== 任务要求 ==
从材料开头起，一直到含有“point(197, 543)”的那一行为止（包括该行），把这些行原样抄写下来。

== 给定信息 ==

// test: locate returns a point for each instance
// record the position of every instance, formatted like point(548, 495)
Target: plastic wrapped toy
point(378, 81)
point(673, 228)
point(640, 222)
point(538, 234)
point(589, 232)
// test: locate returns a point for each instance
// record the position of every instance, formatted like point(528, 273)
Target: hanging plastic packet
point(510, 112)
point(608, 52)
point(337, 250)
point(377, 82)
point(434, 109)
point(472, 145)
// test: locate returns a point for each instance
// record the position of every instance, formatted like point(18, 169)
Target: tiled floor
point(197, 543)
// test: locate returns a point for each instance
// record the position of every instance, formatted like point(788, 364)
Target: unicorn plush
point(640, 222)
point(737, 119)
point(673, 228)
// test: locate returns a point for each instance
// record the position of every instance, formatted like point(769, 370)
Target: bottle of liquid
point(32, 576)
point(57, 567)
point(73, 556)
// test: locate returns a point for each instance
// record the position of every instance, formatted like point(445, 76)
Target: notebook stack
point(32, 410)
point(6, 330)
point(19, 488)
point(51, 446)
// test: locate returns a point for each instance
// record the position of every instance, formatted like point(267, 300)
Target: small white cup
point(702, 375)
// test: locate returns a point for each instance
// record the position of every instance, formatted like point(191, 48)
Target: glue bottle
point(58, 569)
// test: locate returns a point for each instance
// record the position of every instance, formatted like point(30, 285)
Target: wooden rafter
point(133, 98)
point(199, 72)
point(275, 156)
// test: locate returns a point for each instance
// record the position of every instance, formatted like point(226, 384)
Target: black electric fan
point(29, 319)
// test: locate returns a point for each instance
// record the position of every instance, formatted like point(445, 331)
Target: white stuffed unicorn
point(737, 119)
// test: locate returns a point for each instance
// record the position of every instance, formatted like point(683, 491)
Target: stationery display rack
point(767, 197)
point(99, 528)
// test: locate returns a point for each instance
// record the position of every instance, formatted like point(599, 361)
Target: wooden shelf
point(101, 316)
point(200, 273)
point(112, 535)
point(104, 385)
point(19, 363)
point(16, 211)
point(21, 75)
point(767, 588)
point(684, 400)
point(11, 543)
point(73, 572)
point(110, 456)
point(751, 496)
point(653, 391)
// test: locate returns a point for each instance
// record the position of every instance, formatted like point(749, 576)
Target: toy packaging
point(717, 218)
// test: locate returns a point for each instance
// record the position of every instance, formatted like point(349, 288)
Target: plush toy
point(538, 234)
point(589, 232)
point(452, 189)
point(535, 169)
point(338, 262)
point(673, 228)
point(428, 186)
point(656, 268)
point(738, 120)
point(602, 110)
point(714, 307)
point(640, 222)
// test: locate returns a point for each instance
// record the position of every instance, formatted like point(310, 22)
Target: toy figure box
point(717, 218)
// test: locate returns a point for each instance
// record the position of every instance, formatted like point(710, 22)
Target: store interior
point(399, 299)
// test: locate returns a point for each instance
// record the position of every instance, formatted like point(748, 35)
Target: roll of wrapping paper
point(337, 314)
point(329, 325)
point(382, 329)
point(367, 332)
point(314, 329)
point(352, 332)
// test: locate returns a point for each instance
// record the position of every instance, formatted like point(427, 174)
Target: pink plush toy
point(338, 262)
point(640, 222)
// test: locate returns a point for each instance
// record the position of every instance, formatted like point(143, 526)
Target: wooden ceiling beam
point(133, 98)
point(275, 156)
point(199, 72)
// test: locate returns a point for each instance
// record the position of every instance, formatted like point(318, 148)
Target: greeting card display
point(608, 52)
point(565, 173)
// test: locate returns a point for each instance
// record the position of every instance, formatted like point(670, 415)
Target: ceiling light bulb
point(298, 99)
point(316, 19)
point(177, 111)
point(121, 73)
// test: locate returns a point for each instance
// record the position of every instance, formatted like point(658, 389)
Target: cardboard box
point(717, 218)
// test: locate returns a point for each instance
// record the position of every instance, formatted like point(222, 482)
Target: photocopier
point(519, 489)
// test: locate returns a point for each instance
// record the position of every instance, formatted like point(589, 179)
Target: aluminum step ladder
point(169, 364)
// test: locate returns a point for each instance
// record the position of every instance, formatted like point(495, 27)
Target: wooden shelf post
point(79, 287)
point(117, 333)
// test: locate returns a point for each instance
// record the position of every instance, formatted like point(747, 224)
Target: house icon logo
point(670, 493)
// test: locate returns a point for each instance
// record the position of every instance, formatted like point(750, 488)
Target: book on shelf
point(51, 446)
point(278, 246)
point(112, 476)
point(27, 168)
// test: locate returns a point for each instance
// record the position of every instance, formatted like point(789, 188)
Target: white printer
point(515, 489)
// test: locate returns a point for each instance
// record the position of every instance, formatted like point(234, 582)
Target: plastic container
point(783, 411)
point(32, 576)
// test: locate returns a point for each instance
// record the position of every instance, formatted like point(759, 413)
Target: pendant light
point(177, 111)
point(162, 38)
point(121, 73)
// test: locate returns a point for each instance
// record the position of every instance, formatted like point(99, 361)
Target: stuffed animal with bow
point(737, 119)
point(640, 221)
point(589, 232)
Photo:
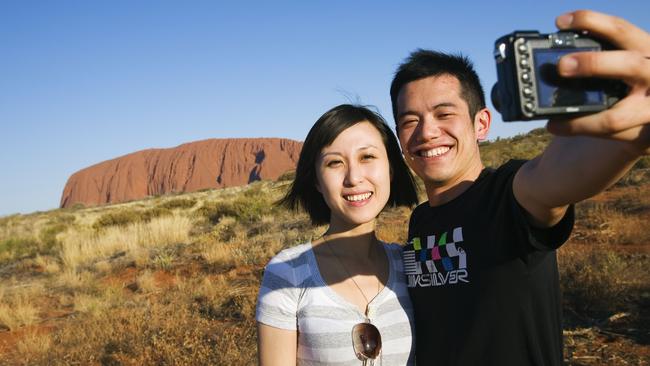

== 最终结果 ==
// test: locate returns a point for each instance
// record the position of every instance, formatted like point(548, 495)
Target: plastic wrapped toy
point(378, 81)
point(673, 228)
point(640, 222)
point(538, 234)
point(589, 232)
// test: locate returns a point for each instance
// record the position of every instance, formatted like point(528, 273)
Target: hanging plastic packet
point(510, 112)
point(608, 52)
point(337, 250)
point(377, 82)
point(434, 109)
point(472, 145)
// test: locate returns a point for each instance
// record the position of every instance, formatted like point(18, 169)
Target: tiled floor
point(197, 543)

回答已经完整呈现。